» TRECHO SELECIONADO:
^^^^^^^^

A fabulosa obra de Juan Rulfo nos oferece então uma infinita e deliciosa fonte de possibilidades de se enxergar as imagens do cotidiano mexicano de inicio do século XX, e nos transporta de maneira assustadora para aquele ambiente tão hostil e precário, em contradição com a elite que seria responsável por aquela situação. Este trabalho procurou brevemente chamar a atenção para o caráter multi-cultural, de diversas representações artísticas que nos ajudaram a enxergar construções acerca do cotidiano do povo mexicano.

domingo, 25 de fevereiro de 2007

História da Revolução Mexicana - Construção da Imagem pelas Fotografias

Por Jessé A. Chahad

Não iremos aqui tomar partido na questão inevitável sobre o caráter artístico das fotografias, pois aqui tentaremos resolver de maneira astuciosa esse debate, reservando-se o direito de acreditar que, não necessariamente deveremos tratar a fotografia através da dicotomia foto versus obra de arte, preferimos aceitar que além do caráter obviamente informacional histórico e construtivo das fotos, está intrínseco um valor artístico e estético a ser valorizado em um outro momento. Portanto, faz se desnecessária essa “competição”, visto que os dois aspectos podem caminhar juntos, ora se sobrepondo ou se complementando, existindo como duas faces de uma mesma moeda. Os conceitos que aqui serão adotados para a fotografia, fazem parte do pensamento dos autores a serem citados na bibliografia, fundamentais para a produção do texto.
A fotografia enquanto representação do real, muitas vezes assume caráter de documentação oficial, como no caso da Revolução Mexicana. Esse fato apenas reforça a tese de que a fotografia pode ser utilizada para a construção de um papel interpretativo da realidade e ainda mais: o seu caráter realista, proveniente da relação entre o momento real e o momento retratado, aliado ao caráter de oficialização acaba quase por determinar que contra as fotografias não existam argumentos possíveis de dubiedade.
É neste momento que devemos ser cautelosos e recorrermos aos documentos fotográficos como fontes passíveis de algumas diferentes interpretações, além de ressaltar que toda fotografia enquanto produto cultural é trabalho de um fotógrafo, o qual também está inserido em um contexto particular e serve a um propósito ora pessoal, ora pré-determinado por alguma ideologia, ou motivação profissional.Weinstein & Booth são citados por Boris Kossoy em seu livro Fotografia e História, e aqui retomamos sua premissa para este trabaho: “perceber na imagem o que esta nas entrelinhas, assim como o fazemos em relação aos textos”, “precisamos aprender a esmiuçar as fotografias criticamente, interrogativamente e especulativamente(...).[1]
A partir deste viés, tentaremos demonstrar que a produção das imagens que iremos analisar viria a satisfazer uma pré-disposição a que se legitimava toda a luta revolucionária, e que mesmo com seus períodos de ascensão e queda de poder, a fotografia esteve presente, tentando se manter isenta, através dos Casasola, porém auxiliando a ambos os lados a criar os mitos que iriam transpor os muros cronológicos dos acontecimentos e ecoariam hoje no imaginário da população mexicana.

^^^^^^^^

» O QUE SE PEDE:
Como fica, em versão mais curta e com os fatos principais mantidos, o parágrafo do trecho sobre a fotografia na Revolução Mexicana que começa com "A fotografia enquanto representação do real"? Os registros não têm papel algum nesta tarefa.

» REGISTROS ARMAZENADOS:
^^^^^^^^

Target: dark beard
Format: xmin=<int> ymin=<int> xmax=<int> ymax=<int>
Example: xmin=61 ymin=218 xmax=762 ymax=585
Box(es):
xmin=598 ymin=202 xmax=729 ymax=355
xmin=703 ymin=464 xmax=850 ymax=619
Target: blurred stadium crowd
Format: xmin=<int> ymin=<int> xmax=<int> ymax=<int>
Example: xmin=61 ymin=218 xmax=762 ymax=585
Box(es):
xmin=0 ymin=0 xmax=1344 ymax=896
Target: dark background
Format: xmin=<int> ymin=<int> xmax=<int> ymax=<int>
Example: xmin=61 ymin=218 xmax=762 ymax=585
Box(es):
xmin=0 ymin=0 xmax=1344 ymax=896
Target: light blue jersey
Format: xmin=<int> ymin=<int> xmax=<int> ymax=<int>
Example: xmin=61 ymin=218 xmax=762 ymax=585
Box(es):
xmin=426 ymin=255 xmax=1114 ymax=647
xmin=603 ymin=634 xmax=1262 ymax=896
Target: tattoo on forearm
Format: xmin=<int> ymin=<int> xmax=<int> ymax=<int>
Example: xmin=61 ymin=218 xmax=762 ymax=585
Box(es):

^^^^^^^^

» RESPOSTA ESPERADA:
Como representação do real, a fotografia muitas vezes tem caráter de documentação oficial, como na Revolução Mexicana. Isso reforça que ela pode construir uma interpretação da realidade. Seu realismo, somado à oficialização, quase impede argumentos que lancem dúvida sobre ela.